ENTRIES SHOWN -

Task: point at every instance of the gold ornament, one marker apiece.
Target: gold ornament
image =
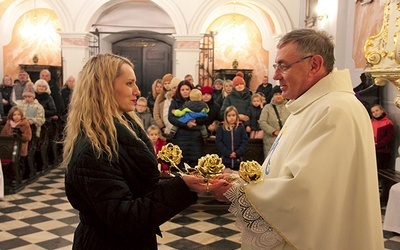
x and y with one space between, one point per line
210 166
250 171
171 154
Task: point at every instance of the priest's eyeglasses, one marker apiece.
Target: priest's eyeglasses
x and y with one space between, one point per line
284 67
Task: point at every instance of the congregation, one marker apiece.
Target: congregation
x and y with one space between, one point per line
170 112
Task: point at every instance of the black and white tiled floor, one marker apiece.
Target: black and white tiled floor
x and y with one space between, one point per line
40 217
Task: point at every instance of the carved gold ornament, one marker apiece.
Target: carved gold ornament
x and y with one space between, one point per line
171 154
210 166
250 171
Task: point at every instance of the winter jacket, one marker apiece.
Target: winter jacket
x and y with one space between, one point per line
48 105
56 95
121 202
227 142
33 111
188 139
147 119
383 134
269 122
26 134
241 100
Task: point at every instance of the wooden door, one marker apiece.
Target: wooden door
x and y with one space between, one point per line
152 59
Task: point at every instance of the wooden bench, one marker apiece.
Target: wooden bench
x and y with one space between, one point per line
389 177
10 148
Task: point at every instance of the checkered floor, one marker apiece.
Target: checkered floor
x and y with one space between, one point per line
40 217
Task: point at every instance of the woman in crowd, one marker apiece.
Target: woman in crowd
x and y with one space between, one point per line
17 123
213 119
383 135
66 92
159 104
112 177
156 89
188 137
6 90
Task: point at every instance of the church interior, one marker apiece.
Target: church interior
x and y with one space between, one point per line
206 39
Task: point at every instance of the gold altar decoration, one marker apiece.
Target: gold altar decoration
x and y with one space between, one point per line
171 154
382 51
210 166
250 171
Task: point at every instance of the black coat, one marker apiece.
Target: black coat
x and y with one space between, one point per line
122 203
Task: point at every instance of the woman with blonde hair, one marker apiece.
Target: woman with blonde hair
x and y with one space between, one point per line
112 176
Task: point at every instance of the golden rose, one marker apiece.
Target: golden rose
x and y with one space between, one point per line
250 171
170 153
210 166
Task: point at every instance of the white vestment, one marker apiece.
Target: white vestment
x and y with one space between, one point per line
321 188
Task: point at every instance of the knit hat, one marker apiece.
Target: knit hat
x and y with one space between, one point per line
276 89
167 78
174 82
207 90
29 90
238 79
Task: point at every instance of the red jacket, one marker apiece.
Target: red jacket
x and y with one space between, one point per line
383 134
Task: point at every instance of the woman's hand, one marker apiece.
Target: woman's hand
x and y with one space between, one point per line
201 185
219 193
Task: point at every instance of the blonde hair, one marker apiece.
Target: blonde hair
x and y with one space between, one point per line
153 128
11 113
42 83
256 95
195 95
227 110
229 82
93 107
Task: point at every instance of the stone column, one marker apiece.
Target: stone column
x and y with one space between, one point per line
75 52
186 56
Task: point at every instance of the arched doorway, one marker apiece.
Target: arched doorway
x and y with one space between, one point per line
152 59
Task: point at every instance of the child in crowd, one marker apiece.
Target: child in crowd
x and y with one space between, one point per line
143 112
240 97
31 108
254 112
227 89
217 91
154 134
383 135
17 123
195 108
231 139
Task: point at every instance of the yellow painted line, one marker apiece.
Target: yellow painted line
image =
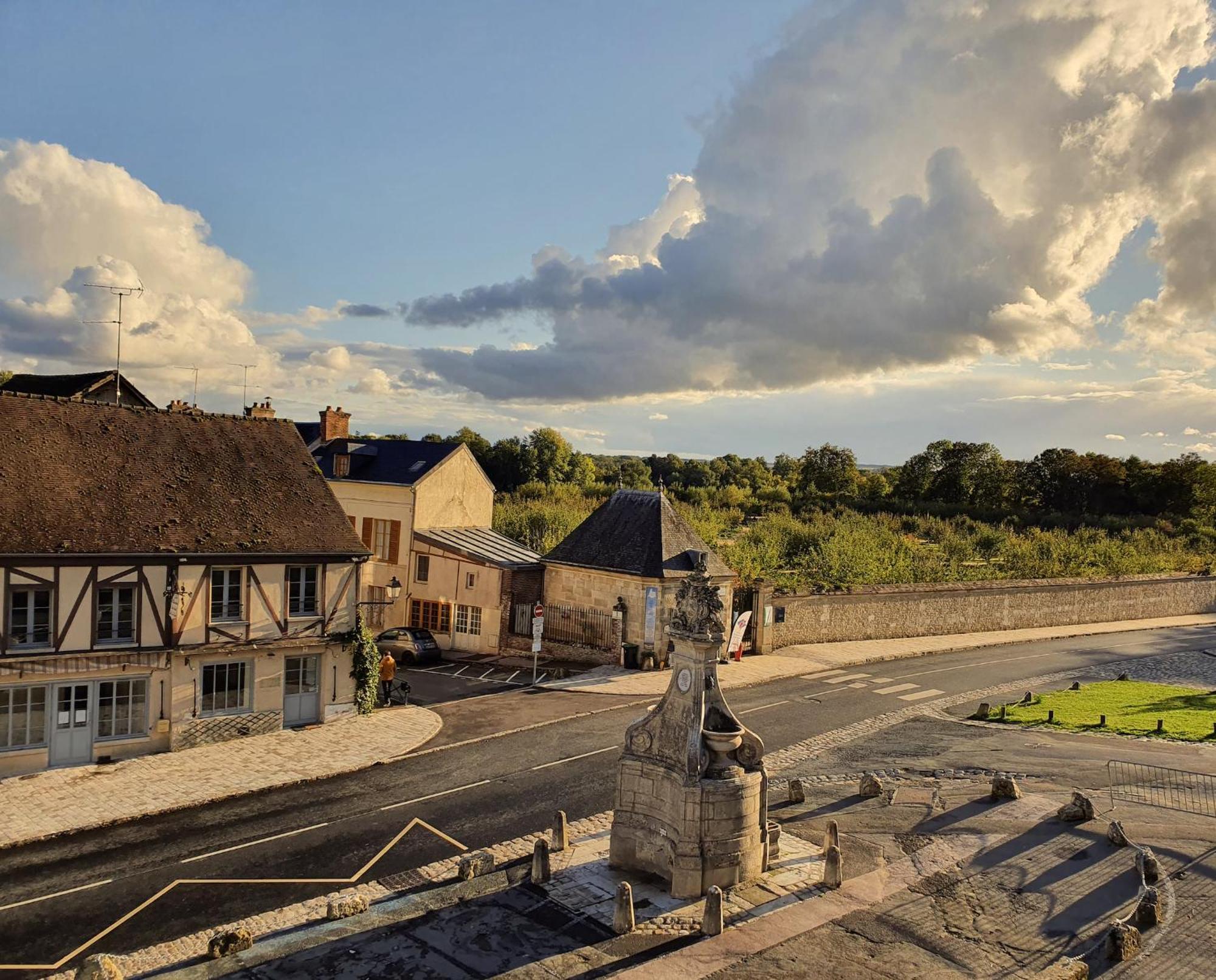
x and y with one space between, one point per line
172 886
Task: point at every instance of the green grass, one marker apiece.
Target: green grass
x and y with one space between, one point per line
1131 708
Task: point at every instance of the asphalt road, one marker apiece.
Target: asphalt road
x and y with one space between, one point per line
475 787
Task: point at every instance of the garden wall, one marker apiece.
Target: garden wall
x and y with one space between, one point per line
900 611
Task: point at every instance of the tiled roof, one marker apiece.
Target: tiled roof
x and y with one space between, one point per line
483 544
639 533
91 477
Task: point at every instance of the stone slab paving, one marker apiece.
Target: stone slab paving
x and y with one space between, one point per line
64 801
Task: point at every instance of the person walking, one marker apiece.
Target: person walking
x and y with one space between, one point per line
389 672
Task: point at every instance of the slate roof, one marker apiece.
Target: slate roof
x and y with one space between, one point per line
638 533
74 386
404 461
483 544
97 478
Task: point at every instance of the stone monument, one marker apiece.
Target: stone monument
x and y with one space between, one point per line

TO BE DONE - Give every line of the items above as a numbered list, leaving out blank lines and the pictures.

THE ANSWER -
1. Task: point at every instance of the gold ornament, one marker apiece.
2. Target: gold ornament
3. image =
4. x and y with one space between, one point per line
5. 210 166
6. 250 171
7. 171 154
8. Task: point at every instance of the priest's eyeglasses, one marker apiece.
9. Target: priest's eyeglasses
10. x and y with one space between, one point per line
11. 284 67
12. Task: point at every instance of the congregation, one marker apiece.
13. Target: congregation
14. x and y with one space between, one point per line
15. 170 112
16. Task: point at every instance of the black and white tiled floor, one marker apiece.
17. Target: black and white tiled floor
18. x and y with one space between, one point per line
19. 40 217
20. Task: point at every instance of the carved gold ornament, one marker apiece.
21. Target: carved gold ornament
22. x and y with one space between, one point per line
23. 171 154
24. 210 166
25. 250 171
26. Task: point at every instance of the winter jacket, one marker apiece.
27. Target: winter jacket
28. x and y with one space between, one point per line
29. 48 105
30. 56 95
31. 121 202
32. 227 142
33. 33 111
34. 188 139
35. 147 119
36. 383 134
37. 269 122
38. 26 134
39. 241 100
40. Task: point at every instance of the wooden door, one marker apiece.
41. Target: wooden door
42. x and y with one space between, one point per line
43. 152 59
44. Task: point at every instance of the wooden bench, one marker apiece.
45. Target: wooden bench
46. x and y with one space between, one point per line
47. 389 177
48. 10 148
49. Task: point at every instance of the checkered floor, one marker apiece.
50. Target: checkered floor
51. x and y with one space between, one point per line
52. 40 217
53. Task: point at every instance of the woman in crowd, one marker apiece.
54. Target: woman in crowd
55. x and y with one space between, one point per line
56. 17 123
57. 213 119
58. 383 135
59. 66 92
60. 159 104
61. 112 177
62. 156 89
63. 188 137
64. 6 90
65. Task: point at every instance of the church interior, one marker apiece.
66. Target: church interior
67. x and y with one space between, one point per line
68. 206 39
69. Task: point at every instance of the gold altar decoration, one marker apiece.
70. Target: gold altar decoration
71. x and y with one space between, one point per line
72. 171 154
73. 382 51
74. 210 166
75. 250 171
76. Task: point at every instance of the black coat, one marker apiece.
77. Target: black coat
78. x and y with one space between, one point per line
79. 122 203
80. Task: point at every instance of the woman with blonde hair, one marker apiece.
81. Target: woman with blonde hair
82. x and y with one space between, one point per line
83. 112 176
84. Task: point at every instance of the golden rose, one marker apiece.
85. Target: golden rose
86. x and y with one space between, one point per line
87. 250 171
88. 170 153
89. 210 166
90. Task: point at every instance of the white vestment, one marker apiece.
91. Target: white vestment
92. x and y with one space between, one point per line
93. 321 188
94. Task: point at every instance of the knit hat, one marker apiece.
95. Target: knit hat
96. x and y with one space between, one point per line
97. 276 89
98. 167 78
99. 174 82
100. 207 90
101. 29 90
102. 238 79
103. Task: point at every instance of the red jacket, one marker apiece.
104. Target: red jacket
105. x and y with one space between, one point per line
106. 383 134
107. Task: point at every instance of the woman's hand, one marker apiece.
108. Target: woman's hand
109. x and y with one space between, one point per line
110. 201 185
111. 219 193
112. Task: point at every instance of the blonde hair, one marker apiece.
113. Target: blonde hair
114. x and y with one space between, one point per line
115. 153 128
116. 11 113
117. 42 83
118. 256 95
119. 195 95
120. 227 110
121. 229 82
122. 93 107
123. Task: point at every instance of the stone column, one marker apiece.
124. Target: stone column
125. x and y with one space between, one point per line
126. 75 52
127. 186 56
128. Task: point at every instance of the arched doorway, one marker apiece.
129. Target: arched doorway
130. x and y with one space between, one point per line
131. 152 59
132. Task: point at every instance of the child in crowd, one marker apiece.
133. Target: child in crowd
134. x and y with one space between, one point per line
135. 143 112
136. 240 97
137. 31 108
138. 254 112
139. 227 89
140. 217 91
141. 154 134
142. 383 135
143. 17 123
144. 195 108
145. 231 139
146. Task: point at every instance of the yellow painted line, one marker apiece.
147. Target: yellow painted line
148. image =
149. x and y with one space between, one point per line
150. 172 886
151. Task: point at every instance of the green grass, one marker apiece.
152. Target: green grass
153. x and y with one space between, one point per line
154. 1131 708
155. Task: point at every instance of the asphalt road, one marker apiece.
156. Target: asphalt road
157. x and y with one space between, one point per line
158. 475 787
159. Task: point at every instance of the garden wall, one marker apiece.
160. Target: garden wall
161. x and y with one space between, one point per line
162. 900 611
163. Task: point at every instance of the tiled roof, one marker apiece.
164. Target: tiled roof
165. x and y with one space between, one point per line
166. 483 544
167. 639 533
168. 91 477
169. Task: point at every instance of the stone slab paving, one marker apiece.
170. Target: stone slab paving
171. x and y with one space between, one point per line
172. 64 801
173. Task: point at every instance of the person walking, one marker apiece.
174. Target: person walking
175. x and y with one space between, one point per line
176. 389 672
177. Task: point at every instance of the slate roof, one marker apiece.
178. Target: slate roof
179. x and y with one space between, one point per line
180. 638 533
181. 74 386
182. 404 461
183. 483 544
184. 97 478
185. Task: point at every instance of the stone monument, one marker apiece.
186. Target: stone monument
187. x and y with one space between, one point per line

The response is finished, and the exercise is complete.